Update the data below by swapping every "Place a dot" for "Put a marker" and leaving the rest untouched.

***

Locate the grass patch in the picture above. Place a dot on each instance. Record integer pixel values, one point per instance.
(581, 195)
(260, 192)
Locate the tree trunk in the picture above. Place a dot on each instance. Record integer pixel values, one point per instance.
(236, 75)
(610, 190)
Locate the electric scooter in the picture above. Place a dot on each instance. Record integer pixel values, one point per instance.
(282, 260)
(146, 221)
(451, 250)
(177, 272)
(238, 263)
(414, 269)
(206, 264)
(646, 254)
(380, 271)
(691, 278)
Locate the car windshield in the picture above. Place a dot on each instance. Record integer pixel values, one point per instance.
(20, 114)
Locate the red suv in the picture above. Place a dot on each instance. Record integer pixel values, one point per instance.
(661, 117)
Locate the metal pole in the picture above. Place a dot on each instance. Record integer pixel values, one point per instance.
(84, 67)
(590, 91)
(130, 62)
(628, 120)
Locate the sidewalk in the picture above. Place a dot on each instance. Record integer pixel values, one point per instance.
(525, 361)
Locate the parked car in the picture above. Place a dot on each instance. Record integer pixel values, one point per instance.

***

▸ **Solution to the problem**
Locate the grass patch in the picture above. Put a marker on each instance. Record integer pixel values, one point per instance.
(581, 195)
(260, 192)
Locate the tree trunk in the picture above. Put a marker on each instance. Record integer pixel values, one point per instance.
(236, 75)
(610, 190)
Locate the electric scooter in the picture above. Put a marker on each instance. Record integer pixel values, one point per instance.
(282, 260)
(146, 221)
(451, 250)
(177, 272)
(238, 263)
(414, 269)
(206, 264)
(646, 254)
(380, 271)
(691, 278)
Locate the car windshield in the picture above. Put a marker on each instance. Record integer pixel values, one point per instance.
(20, 114)
Locate the red suv in the picture above. Put a marker on each instance. Record integer pixel values, one point per instance.
(661, 117)
Locate the metal pole in the picture above. Put a marker on each instance. Record integer pixel values, one point per instance.
(84, 67)
(590, 91)
(130, 62)
(628, 120)
Locate the sidewalk in the picture above. Put a marker on each instance. Record integer pixel values, one point per instance.
(525, 361)
Locate the parked car in the picture above. Put a marker on each instance. Record integer pixel values, one point per instance.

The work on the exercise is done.